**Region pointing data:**

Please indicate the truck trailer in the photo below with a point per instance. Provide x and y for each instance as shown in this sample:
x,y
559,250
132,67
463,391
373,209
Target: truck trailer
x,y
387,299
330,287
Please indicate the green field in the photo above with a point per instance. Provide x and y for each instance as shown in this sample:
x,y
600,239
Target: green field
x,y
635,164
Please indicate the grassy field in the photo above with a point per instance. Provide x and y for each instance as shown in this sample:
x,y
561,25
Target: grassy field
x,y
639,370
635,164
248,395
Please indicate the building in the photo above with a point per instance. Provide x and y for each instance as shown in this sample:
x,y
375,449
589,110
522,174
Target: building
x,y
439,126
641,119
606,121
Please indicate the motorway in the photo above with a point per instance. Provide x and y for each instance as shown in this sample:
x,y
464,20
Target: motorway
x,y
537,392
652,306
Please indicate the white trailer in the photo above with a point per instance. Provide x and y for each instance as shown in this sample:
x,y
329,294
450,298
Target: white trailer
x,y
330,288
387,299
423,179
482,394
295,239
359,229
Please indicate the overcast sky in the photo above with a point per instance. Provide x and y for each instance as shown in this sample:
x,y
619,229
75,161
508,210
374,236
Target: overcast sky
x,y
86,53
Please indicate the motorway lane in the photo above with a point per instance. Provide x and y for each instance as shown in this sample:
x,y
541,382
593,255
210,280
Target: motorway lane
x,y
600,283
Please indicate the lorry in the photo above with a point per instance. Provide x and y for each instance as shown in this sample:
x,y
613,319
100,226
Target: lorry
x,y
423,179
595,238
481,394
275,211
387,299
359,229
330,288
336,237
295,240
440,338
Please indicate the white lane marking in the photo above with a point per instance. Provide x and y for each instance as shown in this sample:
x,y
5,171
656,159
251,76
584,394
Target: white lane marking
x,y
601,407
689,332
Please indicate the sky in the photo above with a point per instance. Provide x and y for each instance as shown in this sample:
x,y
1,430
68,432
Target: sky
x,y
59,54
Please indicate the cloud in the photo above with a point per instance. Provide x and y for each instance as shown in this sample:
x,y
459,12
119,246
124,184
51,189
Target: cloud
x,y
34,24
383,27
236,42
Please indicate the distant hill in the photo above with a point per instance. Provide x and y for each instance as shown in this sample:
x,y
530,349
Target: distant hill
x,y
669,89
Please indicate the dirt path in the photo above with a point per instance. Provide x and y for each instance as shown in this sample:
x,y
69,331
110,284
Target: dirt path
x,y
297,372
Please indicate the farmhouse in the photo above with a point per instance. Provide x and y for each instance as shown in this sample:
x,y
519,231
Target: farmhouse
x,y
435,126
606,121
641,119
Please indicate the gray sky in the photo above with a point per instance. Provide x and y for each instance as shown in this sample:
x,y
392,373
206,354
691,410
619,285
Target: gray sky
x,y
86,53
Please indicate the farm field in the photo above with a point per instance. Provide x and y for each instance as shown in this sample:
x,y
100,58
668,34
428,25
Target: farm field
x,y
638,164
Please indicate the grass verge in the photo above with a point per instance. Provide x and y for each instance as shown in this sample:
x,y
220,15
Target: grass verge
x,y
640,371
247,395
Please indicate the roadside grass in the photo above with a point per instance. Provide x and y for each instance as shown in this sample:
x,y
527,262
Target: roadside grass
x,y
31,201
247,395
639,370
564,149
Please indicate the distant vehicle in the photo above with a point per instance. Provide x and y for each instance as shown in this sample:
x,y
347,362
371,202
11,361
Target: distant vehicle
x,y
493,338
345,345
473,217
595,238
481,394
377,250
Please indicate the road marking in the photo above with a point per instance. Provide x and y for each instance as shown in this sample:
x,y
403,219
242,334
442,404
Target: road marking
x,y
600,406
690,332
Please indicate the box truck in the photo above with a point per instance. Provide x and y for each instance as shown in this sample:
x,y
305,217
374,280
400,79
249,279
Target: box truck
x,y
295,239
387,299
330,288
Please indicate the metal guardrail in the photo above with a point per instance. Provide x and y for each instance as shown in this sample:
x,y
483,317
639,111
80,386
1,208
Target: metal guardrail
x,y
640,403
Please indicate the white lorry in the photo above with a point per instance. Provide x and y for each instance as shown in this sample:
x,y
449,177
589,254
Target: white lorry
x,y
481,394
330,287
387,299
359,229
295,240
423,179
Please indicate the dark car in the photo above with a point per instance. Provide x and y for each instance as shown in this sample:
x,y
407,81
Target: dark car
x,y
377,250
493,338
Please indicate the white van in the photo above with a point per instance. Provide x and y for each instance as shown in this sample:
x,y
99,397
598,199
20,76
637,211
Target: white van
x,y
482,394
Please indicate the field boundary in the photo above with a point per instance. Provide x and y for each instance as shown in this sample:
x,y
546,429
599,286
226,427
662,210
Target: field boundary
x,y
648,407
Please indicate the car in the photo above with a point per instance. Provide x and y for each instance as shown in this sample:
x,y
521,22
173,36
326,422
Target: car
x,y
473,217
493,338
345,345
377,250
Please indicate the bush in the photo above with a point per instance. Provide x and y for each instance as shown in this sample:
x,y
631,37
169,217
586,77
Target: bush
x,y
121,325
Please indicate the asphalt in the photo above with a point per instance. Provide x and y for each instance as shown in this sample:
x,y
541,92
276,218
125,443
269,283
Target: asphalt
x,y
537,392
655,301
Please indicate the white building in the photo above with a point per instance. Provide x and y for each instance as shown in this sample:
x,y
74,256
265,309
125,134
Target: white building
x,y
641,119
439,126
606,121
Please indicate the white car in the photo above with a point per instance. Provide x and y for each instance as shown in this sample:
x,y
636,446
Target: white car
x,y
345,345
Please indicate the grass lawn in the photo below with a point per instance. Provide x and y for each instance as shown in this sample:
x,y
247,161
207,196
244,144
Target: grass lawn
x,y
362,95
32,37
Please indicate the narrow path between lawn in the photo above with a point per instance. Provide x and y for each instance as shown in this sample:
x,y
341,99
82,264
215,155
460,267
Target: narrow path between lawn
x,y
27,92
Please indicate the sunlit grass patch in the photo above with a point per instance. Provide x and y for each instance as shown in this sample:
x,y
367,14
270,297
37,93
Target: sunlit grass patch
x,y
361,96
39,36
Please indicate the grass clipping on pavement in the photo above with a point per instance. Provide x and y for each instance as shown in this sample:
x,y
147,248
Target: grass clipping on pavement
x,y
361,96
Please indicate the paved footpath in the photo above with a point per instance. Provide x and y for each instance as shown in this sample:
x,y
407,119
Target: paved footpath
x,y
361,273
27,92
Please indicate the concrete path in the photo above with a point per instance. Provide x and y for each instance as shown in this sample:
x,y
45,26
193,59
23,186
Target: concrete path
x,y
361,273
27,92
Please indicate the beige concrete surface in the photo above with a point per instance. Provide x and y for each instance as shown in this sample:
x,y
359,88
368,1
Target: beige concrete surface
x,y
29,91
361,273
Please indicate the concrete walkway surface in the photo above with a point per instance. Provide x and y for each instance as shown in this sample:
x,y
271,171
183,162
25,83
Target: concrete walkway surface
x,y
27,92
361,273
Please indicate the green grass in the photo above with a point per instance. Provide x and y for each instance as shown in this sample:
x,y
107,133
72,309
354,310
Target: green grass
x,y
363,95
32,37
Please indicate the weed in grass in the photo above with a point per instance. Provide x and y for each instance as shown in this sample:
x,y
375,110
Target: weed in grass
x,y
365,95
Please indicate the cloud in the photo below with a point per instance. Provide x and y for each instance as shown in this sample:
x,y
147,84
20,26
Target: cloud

**ABOUT THIS TASK:** Each line of the data is to be transcribed exactly.

**ANSWER TO THIS PROBLEM:**
Please indicate the truck trailer in the photo below with a point per instance. Provide x and y for each instance as shown in this sample:
x,y
559,250
132,67
463,391
373,209
Target: truck trailer
x,y
387,299
330,287
Please indicate the green field in the photo above with a point per instance. Provide x and y for each instance as shown in this sample:
x,y
600,239
Target: green field
x,y
635,164
Please indicate the grassy field in the photo above with a point per instance. Provide x and y for each instance as shown in this sample:
x,y
561,25
Target: grassy field
x,y
639,370
635,164
248,395
Please indicate the building in the photo above with a point per instance. Provide x and y for each instance as shown in this sample:
x,y
375,449
589,110
522,174
Target: building
x,y
439,126
641,119
606,121
Please indicate the motorway in the photo above with a point per instance. Provide x and y for each instance as shown in this sample:
x,y
464,20
Target: motorway
x,y
537,392
652,306
Please indicate the white trailer in the photo above with a point per instance. Provide x and y for each instance as shown in this sample:
x,y
329,294
450,298
Target: white trailer
x,y
330,288
387,299
423,179
482,394
295,239
359,229
Please indicate the overcast sky in the photo above with a point per instance. Provide x and y for each instance as shown in this sample:
x,y
619,229
75,161
508,210
374,236
Target: overcast sky
x,y
86,53
Please indicate the motorway lane in the photo above with a point per instance. Provide x and y for each instance as shown in this sample:
x,y
541,382
593,255
210,280
Target: motorway lane
x,y
600,283
Please indicate the lorry in the photo above with a point per instance. Provide x and y for each instance as shown in this sample:
x,y
613,319
100,226
Target: lorry
x,y
423,179
595,238
481,394
275,211
387,299
359,229
330,288
336,237
295,240
440,338
Please indicate the white lane marking in the photo above with a point per instance. Provide x and y for each instance as shown in this sample:
x,y
5,171
656,159
251,76
584,394
Target: white lane marking
x,y
601,407
689,332
Please indicate the sky in the photo above with a point per instance. Provide x and y for each instance as shown in this sample:
x,y
1,430
68,432
Target: sky
x,y
59,54
Please indicate the cloud in the photo above with a point per instance. Provide x and y for each instance as shown in this sample:
x,y
459,12
119,246
124,184
51,189
Target: cloud
x,y
34,24
383,27
236,42
Please indicate the distant hill in the photo above with a point per instance. Provide x and y for each instance as shown in this sample:
x,y
530,349
Target: distant hill
x,y
669,89
Please indicate the dirt path in the photo above with a point per instance. Provide x and y for each instance as shown in this sample:
x,y
69,331
110,284
Target: dirt path
x,y
297,372
Please indicate the farmhouse in the photo above with a point per instance. Provide x and y for each instance as shown in this sample:
x,y
519,231
Target: farmhouse
x,y
435,126
606,121
641,119
Please indicate the gray sky in the photo above with a point per instance. Provide x and y for each instance as shown in this sample:
x,y
392,373
206,354
691,410
619,285
Target: gray sky
x,y
86,53
Please indicate the farm field in the photo above with a point per instance. Provide x and y for each instance as shown in this sample:
x,y
100,58
668,34
428,25
Target: farm field
x,y
638,164
Please indicate the grass verge in the photo above with a point per instance. Provide x and y for each instance as shown in this sample:
x,y
220,15
Target: grass verge
x,y
640,371
247,395
Please indicate the roadside grass in the photo above with a point per instance. Provide x and y for each instance as shown in this sample:
x,y
527,262
Target: roadside grass
x,y
31,201
247,395
639,370
564,149
Please indicate the distant vehicle in the photo above with a point per instance. Provide x and y for each instance as shown in this sample:
x,y
347,362
371,202
11,361
Target: distant vehicle
x,y
493,338
345,345
473,217
595,238
481,394
377,250
Please indicate the road marking in the photo above with a point per instance. Provide x and y for each instance as shown in this sample:
x,y
403,219
242,334
442,404
Target: road marking
x,y
600,406
690,332
Please indicate the box truck in the photo above with a point per instance. Provide x and y for each instance as shown in this sample:
x,y
305,217
374,280
400,79
249,279
Target: box truck
x,y
295,239
387,299
330,288
Please indicate the metal guardrail in the photo above with a point per instance. Provide x and y for each instance as shown in this sample:
x,y
483,317
639,111
80,386
1,208
Target: metal guardrail
x,y
640,403
Please indicate the white lorry in the photo above with a point per instance. Provide x and y for each instance as shown in this sample:
x,y
449,177
589,254
Target: white lorry
x,y
481,394
330,287
387,299
359,229
295,240
423,179
Please indicate the dark car in the photo above with a point per instance. Provide x and y for each instance as shown in this sample:
x,y
407,81
Target: dark car
x,y
377,250
493,338
Please indicate the white van in the photo above with a point per instance. Provide x and y for each instance as shown in this sample:
x,y
99,397
598,199
20,76
637,211
Target: white van
x,y
482,394
Please indicate the field boundary in the photo above with a point per instance. Provide x and y for each instance as shown in this sample:
x,y
546,429
599,286
226,427
662,210
Target: field boundary
x,y
648,407
Please indicate the car in the photo above with a point per instance. Provide x and y for each instance as shown in this sample:
x,y
521,22
173,36
326,422
Target: car
x,y
473,217
493,338
345,345
377,250
Please indicate the bush in the photo above with a point per instance. Provide x and y for each instance as shown in this sample:
x,y
631,37
169,217
586,77
Target: bush
x,y
121,325
Please indicate the asphalt in the photo above with a point per instance. Provide x and y for each instance as shown in this sample:
x,y
541,92
276,218
125,443
269,283
Target: asphalt
x,y
537,392
655,301
Please indicate the white building in the photo above with a point per instance. Provide x and y for each instance as shown in this sample:
x,y
74,256
265,309
125,134
Target: white building
x,y
641,119
439,126
606,121
Please indicate the white car in the photo above with a point per instance. Provide x and y for each instance as shown in this sample:
x,y
636,446
Target: white car
x,y
345,345
Please indicate the grass lawn in the photo below with a point per instance. Provide x and y for each instance as shown in this sample:
x,y
247,161
207,196
244,144
Target: grass lawn
x,y
362,95
32,37
Please indicate the narrow path between lawn in the photo above with a point per instance. Provide x and y for each instance as shown in this sample:
x,y
341,99
82,264
215,155
460,267
Target: narrow path between lawn
x,y
27,92
Please indicate the sunlit grass patch in the photo above with a point per instance. Provide x and y for each instance as shown in this sample:
x,y
367,14
270,297
37,93
Target: sunlit grass patch
x,y
361,96
39,36
Please indicate the grass clipping on pavement in the photo above with a point per instance. Provide x and y for each instance as shown in this sample:
x,y
147,248
Target: grass clipping on pavement
x,y
361,96
Please indicate the paved footpath in the photo above with a point per instance. Provide x and y for each instance as shown in this sample:
x,y
407,119
Target: paved footpath
x,y
361,273
27,92
Please indicate the concrete path in the photo above with a point per instance. Provide x and y for each instance as shown in this sample:
x,y
45,26
193,59
23,186
Target: concrete path
x,y
361,273
27,92
Please indicate the beige concrete surface in the photo above with a point per instance. Provide x and y for each instance as shown in this sample:
x,y
359,88
368,1
Target: beige concrete surface
x,y
29,91
361,273
Please indicate the concrete walkway surface in the photo above with a point per instance. Provide x and y for each instance as shown in this sample:
x,y
271,171
183,162
25,83
Target: concrete walkway surface
x,y
27,92
361,273
Please indicate the green grass in the photo above with a point per instance. Provide x and y for each instance as shown in this sample:
x,y
107,133
72,309
354,310
Target: green grass
x,y
363,95
32,37
Please indicate the weed in grass in the photo above with a point per instance. Provide x and y for each instance as shown in this sample:
x,y
375,110
Target: weed in grass
x,y
365,95
Please indicate the cloud in the photo below with a point per instance. Provide x and y for each instance as shown in this sample:
x,y
147,84
20,26
Target: cloud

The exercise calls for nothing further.